## Schriftliche Aufgabe a
Gib aus den Einträgen weiter unten den Abschnitt von der Zeile mit „# test: locate points for every instance of the smartphone“ bis zum Ende der Einträge unverändert wieder, beide Grenzen eingeschlossen.

## Lesetext
Berlin Der stellvertretende Sprecher der Alternative für Deutschland (AfD), Hans-Olaf Henkel, hat Äußerungen des Präsidenten des Bundesverfassungsgerichts, Andrea Voßkuhle, zum Umgang mit eurokritischen Stimmen in der Debatte zur europäischen Integration begrüßt. Schon der frühere Bundespräsident Roman Herzog habe davor gewarnt, die AfD zu marginalisieren, daher sei „Voßkuhles Zwischenruf“ überfällig, sagte der Spitzenkandidat der AfD für die Wahlen zum Europäischen Parlament Handelsblatt Online.

Voßkuhle hatte in der „Frankfurter Allgemeinen Zeitung“ (Montagausgabe) betont, dass letztlich nur eine „offene und kritische Auseinandersetzung“ mit Europa und der europäischen Integration Legitimation und Akzeptanz bei den Bürgern schaffen könne. „Deshalb sollte man auch sehr vorsichtig sein mit Etiketten wie „europakritisch“ oder „antieuropäisch“, die von manchen vermeintlichen Europafreunden gerne verwendet werden“, sagte Voßkuhle. „Sie ersetzen kein Argument und führen schnell zum Abbruch des Gesprächs und zu Denkverboten. Das hat einem demokratischen Gemeinwesen noch nie gutgetan.“

Henkel sagte dazu, Voßkuhle sei der AfD damit zur Seite gesprungen. Vielleicht seien seine Äußerungen auch als „Ordnungsruf an die Vertreter der Altparteien“ zu werten. „Frau Kramp-Karrenbauer sollte sich seine Aussagen hinter den Spiegel hängen.“  Die Ministerpräsidentin des Saarlandes, Annegret Kramp-Karrenbauer (CDU), hatte der AfD jüngst fremdenfeindliche Tendenzen attestiert und gesagt: „Was die AfD von sich gibt, ist für mich oft hart an der Grenze zur Verfassungsfeindlichkeit.“ Die Hauptaufgabe im Europawahlkampf werde daher sein, „solche Parolen zu enttarnen und den Wert der EU für Freiheit und Wohlstand zu betonen – gerade angesichts der Ukraine-Krise“.

## Eingaben zur Aufgabe
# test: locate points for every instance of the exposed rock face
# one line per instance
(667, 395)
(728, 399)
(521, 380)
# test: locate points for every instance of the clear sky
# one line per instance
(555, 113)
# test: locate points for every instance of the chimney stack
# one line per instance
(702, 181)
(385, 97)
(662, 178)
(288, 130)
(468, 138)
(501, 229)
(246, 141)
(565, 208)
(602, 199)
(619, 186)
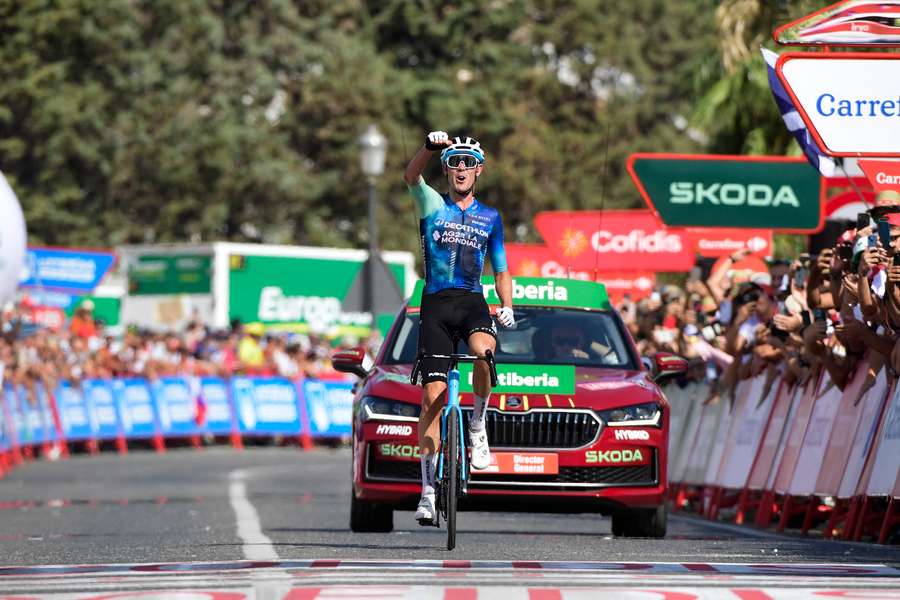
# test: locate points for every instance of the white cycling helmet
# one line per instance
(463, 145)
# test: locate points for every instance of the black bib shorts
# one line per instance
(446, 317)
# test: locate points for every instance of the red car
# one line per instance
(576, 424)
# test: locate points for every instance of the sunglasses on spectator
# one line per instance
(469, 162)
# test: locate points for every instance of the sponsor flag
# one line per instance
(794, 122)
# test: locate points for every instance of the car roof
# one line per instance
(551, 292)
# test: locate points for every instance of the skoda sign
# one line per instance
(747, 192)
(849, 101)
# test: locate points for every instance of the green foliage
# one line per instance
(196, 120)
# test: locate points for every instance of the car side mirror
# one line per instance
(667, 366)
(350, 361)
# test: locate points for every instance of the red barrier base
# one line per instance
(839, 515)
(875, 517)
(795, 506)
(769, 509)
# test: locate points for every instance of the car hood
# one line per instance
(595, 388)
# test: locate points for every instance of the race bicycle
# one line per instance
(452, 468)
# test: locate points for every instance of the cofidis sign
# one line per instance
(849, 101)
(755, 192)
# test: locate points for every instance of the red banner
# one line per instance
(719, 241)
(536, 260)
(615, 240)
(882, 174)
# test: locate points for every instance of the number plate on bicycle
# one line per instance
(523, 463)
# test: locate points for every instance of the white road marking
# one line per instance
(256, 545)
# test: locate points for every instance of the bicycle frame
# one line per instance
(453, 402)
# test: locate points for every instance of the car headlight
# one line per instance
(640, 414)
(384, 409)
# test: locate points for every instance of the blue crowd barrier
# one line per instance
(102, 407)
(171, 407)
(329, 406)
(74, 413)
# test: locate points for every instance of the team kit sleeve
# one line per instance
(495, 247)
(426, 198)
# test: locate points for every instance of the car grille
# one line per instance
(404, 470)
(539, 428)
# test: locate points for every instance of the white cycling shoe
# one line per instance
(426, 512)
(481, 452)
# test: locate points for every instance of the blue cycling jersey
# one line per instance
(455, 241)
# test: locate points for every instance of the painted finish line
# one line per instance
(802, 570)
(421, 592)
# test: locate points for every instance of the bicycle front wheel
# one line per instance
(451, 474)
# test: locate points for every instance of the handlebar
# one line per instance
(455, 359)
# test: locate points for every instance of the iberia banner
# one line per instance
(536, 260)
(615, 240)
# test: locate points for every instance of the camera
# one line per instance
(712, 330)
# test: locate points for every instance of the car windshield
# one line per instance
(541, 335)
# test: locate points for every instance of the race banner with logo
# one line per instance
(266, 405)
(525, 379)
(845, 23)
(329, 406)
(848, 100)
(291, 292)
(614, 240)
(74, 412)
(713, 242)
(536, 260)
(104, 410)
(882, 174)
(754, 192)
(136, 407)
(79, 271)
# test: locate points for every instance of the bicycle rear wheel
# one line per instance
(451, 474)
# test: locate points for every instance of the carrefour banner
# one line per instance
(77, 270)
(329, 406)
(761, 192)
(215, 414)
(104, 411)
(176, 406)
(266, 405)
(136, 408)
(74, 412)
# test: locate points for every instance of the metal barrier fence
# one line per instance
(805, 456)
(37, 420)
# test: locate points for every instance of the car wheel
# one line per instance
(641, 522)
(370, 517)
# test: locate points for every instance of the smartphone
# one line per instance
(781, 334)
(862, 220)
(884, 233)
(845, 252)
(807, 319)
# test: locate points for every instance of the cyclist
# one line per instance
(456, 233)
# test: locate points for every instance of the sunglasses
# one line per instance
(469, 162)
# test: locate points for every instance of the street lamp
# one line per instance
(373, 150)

## Schriftliche Aufgabe b
Schreibe aus dem Lesetext oben die Passage von „Berlin Der stellvertretende“ bis „Parlament Handelsblatt Online.“ wortgetreu ab.

## Richtige Antwort a
# test: locate points for every instance of the smartphone
# one line per instance
(781, 334)
(862, 220)
(884, 233)
(845, 252)
(807, 319)
# test: locate points for every instance of the cyclist
# one line per instance
(456, 233)
# test: locate points for every instance of the sunglasses
# one line per instance
(469, 162)
# test: locate points for every instance of the street lamp
# one line per instance
(373, 150)

## Richtige Antwort b
Berlin Der stellvertretende Sprecher der Alternative für Deutschland (AfD), Hans-Olaf Henkel, hat Äußerungen des Präsidenten des Bundesverfassungsgerichts, Andrea Voßkuhle, zum Umgang mit eurokritischen Stimmen in der Debatte zur europäischen Integration begrüßt. Schon der frühere Bundespräsident Roman Herzog habe davor gewarnt, die AfD zu marginalisieren, daher sei „Voßkuhles Zwischenruf“ überfällig, sagte der Spitzenkandidat der AfD für die Wahlen zum Europäischen Parlament Handelsblatt Online.